### [REQUIREMENTS]
Can you scale the rows from the line with "point: woman in striped shirt" to the line with "(253, 1028)", both included? Write out every line in that range, keep the point lines unchanged, and multiply each coordinate in the answers by 0.85, rounding to whole numbers with halves rounded up.

(Data listing)
____

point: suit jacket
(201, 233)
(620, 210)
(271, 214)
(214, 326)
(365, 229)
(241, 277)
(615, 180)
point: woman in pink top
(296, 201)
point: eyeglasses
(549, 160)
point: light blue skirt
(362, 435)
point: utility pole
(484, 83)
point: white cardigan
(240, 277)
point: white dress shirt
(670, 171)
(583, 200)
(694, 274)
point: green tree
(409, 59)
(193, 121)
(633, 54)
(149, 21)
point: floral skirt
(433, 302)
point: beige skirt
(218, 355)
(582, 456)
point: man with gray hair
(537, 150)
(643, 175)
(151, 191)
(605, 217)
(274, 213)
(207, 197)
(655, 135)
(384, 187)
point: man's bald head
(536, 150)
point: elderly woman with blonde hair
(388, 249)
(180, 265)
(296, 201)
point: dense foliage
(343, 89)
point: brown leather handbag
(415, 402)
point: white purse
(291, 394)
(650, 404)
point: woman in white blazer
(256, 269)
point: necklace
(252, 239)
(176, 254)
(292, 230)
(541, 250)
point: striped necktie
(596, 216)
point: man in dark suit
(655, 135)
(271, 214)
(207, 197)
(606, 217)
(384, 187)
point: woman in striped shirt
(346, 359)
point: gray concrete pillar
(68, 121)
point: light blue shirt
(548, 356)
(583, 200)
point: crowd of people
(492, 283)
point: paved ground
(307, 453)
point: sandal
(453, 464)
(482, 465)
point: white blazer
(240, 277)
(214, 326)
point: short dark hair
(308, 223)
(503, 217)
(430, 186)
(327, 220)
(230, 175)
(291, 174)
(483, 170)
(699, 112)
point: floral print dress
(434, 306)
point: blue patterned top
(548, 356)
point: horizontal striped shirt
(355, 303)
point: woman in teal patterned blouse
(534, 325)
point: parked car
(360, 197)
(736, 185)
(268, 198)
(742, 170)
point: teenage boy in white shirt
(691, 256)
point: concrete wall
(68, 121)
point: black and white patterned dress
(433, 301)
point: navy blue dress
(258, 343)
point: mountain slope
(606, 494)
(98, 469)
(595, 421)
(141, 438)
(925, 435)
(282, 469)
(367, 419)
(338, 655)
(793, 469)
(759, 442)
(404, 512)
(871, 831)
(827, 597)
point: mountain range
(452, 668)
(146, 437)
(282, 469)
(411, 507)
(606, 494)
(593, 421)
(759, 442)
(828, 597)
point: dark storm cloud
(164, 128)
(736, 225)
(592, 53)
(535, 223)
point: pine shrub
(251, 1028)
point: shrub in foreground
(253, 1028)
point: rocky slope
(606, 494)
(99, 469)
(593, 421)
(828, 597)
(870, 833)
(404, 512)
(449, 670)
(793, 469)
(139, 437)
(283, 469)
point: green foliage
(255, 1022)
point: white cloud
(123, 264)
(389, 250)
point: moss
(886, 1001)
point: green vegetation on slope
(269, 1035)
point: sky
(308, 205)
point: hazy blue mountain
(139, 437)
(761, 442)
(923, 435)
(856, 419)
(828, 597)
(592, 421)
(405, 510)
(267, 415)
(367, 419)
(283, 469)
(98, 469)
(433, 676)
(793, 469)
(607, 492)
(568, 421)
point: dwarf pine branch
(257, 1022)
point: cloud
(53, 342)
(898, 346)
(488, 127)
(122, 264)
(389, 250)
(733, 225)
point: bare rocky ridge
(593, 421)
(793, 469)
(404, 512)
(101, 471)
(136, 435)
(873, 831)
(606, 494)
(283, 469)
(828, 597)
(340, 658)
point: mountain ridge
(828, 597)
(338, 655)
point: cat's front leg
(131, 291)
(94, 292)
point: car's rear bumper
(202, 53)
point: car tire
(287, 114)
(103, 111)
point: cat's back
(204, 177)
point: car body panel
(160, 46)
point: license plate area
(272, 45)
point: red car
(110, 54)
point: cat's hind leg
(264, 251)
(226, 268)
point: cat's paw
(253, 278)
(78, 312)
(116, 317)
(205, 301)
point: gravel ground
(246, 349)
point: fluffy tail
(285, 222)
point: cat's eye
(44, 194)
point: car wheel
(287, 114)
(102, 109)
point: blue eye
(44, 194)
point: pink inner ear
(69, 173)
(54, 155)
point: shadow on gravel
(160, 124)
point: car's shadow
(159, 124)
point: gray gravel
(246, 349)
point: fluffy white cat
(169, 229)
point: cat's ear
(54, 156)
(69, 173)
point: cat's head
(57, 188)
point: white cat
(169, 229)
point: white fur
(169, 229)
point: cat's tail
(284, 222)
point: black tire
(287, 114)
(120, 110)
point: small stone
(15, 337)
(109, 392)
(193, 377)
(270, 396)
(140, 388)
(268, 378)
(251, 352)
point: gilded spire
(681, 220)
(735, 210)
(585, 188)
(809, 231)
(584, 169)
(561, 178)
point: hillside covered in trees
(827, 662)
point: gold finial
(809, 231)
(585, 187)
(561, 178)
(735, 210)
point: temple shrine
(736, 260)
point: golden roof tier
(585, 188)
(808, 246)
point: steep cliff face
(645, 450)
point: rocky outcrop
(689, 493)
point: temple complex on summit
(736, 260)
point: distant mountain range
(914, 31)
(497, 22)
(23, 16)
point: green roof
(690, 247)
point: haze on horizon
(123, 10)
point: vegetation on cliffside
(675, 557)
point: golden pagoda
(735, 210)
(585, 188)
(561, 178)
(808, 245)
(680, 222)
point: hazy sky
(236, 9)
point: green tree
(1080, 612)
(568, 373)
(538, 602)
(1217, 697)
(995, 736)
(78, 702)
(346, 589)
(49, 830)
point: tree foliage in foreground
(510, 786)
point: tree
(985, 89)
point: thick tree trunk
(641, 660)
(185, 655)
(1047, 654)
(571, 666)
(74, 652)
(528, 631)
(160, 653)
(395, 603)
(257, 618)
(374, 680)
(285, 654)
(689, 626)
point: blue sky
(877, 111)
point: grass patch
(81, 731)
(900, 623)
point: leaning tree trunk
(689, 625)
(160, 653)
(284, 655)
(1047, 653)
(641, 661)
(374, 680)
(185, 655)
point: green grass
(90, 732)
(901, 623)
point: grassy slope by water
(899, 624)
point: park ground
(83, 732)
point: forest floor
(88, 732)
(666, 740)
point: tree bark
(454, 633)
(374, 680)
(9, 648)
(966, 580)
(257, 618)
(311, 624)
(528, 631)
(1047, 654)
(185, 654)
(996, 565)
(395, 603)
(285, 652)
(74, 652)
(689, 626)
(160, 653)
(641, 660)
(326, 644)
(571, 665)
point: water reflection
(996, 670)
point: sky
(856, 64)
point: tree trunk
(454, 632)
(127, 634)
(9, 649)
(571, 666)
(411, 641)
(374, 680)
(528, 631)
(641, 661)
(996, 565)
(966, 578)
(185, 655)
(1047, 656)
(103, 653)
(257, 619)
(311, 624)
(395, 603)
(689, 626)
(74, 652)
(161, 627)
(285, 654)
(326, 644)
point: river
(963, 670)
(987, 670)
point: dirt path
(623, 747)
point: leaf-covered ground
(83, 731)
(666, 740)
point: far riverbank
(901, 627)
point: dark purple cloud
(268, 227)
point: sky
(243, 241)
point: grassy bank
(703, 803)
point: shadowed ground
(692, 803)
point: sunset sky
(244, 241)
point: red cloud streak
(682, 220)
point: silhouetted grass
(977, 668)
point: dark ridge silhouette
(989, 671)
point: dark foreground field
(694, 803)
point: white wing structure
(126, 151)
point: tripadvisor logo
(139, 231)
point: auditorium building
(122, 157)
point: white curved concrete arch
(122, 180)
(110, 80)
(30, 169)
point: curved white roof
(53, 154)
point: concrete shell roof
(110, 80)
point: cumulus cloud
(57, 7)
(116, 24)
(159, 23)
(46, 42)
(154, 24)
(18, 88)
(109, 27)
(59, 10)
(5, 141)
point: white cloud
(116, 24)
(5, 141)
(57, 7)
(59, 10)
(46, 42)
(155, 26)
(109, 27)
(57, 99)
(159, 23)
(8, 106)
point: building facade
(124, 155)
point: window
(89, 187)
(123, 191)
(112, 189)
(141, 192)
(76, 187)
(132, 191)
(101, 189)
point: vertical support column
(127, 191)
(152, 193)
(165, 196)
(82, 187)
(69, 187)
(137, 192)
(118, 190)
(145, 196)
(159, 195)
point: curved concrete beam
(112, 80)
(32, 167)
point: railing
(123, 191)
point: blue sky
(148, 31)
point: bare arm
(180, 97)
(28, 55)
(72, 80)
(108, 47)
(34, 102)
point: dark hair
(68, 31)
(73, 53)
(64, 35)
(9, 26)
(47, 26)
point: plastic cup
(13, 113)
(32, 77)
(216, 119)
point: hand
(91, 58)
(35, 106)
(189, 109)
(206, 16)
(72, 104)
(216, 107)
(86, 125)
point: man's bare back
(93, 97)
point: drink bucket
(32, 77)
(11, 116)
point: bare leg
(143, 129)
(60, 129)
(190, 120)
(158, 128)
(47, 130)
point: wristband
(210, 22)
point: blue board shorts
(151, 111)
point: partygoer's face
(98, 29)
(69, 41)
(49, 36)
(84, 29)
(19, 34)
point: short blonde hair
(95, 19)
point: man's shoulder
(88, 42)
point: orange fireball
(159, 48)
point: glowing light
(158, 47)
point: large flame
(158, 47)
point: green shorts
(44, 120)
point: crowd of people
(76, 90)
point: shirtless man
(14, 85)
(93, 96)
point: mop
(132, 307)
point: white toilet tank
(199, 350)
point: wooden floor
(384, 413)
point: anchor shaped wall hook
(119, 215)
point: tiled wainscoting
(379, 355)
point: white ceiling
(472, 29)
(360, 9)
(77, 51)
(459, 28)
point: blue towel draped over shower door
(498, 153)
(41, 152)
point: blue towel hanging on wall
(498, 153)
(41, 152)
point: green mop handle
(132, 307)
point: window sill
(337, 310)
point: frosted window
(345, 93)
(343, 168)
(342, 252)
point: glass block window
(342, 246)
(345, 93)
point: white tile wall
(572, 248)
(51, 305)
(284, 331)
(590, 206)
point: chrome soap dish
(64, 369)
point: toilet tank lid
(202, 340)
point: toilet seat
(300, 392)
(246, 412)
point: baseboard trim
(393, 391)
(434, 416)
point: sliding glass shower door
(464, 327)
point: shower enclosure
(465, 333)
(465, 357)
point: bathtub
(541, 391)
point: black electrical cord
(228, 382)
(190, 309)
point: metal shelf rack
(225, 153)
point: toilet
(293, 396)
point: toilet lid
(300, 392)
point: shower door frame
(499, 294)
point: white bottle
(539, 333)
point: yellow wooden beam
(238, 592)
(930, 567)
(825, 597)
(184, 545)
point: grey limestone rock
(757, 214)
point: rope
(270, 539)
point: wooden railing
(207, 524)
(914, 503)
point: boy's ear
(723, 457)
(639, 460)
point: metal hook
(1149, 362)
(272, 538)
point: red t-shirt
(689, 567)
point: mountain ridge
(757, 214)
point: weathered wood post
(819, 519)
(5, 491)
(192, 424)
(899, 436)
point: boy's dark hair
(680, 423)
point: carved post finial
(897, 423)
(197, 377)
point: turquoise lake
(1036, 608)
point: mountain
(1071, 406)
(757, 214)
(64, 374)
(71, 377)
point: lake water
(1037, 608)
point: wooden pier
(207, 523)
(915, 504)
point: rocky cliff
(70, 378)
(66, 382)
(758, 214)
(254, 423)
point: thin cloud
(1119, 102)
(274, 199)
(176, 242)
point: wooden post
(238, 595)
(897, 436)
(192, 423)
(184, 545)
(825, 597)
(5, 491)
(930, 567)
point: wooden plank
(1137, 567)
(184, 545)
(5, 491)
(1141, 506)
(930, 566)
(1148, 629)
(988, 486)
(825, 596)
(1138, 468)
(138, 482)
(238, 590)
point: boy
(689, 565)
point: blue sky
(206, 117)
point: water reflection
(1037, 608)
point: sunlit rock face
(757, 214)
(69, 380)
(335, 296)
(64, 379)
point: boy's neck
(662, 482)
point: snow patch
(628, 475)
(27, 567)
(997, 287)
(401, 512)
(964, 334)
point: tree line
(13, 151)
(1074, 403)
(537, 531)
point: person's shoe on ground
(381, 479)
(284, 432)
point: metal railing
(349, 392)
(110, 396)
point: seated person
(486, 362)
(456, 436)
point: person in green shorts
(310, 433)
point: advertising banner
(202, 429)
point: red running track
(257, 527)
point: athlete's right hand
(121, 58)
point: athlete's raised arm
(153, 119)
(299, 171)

____

### [SOLUTION TO THIS TASK]
point: woman in striped shirt
(294, 305)
point: gray concrete pillar
(58, 103)
point: light blue shirt
(466, 303)
(496, 170)
point: crowd of people
(418, 241)
point: paved ground
(261, 385)
point: sandal
(385, 394)
(410, 395)
point: white blazer
(204, 235)
(182, 277)
point: short dark hair
(262, 190)
(428, 184)
(366, 158)
(278, 187)
(196, 149)
(247, 148)
(411, 145)
(594, 95)
point: floral print dress
(369, 260)
point: blue patterned top
(466, 303)
point: horizontal striped shirt
(302, 258)
point: woman in teal patterned blouse
(454, 276)
point: parked car
(306, 167)
(626, 157)
(228, 168)
(631, 145)
point: teenage boy in white shirt
(587, 218)
point: concrete wall
(58, 103)
point: black and white patterned dress
(368, 256)
point: navy blue dress
(219, 292)
point: mountain slope
(515, 420)
(83, 399)
(506, 358)
(120, 372)
(786, 370)
(240, 399)
(312, 356)
(287, 557)
(674, 399)
(645, 376)
(343, 435)
(740, 706)
(703, 507)
point: mountain range
(384, 568)
(124, 371)
(240, 399)
(349, 431)
(515, 420)
(504, 358)
(645, 376)
(704, 507)
point: dark storm cloud
(139, 109)
(626, 191)
(503, 45)
(455, 190)
point: pine shrub
(213, 874)
point: shrub in foreground
(215, 874)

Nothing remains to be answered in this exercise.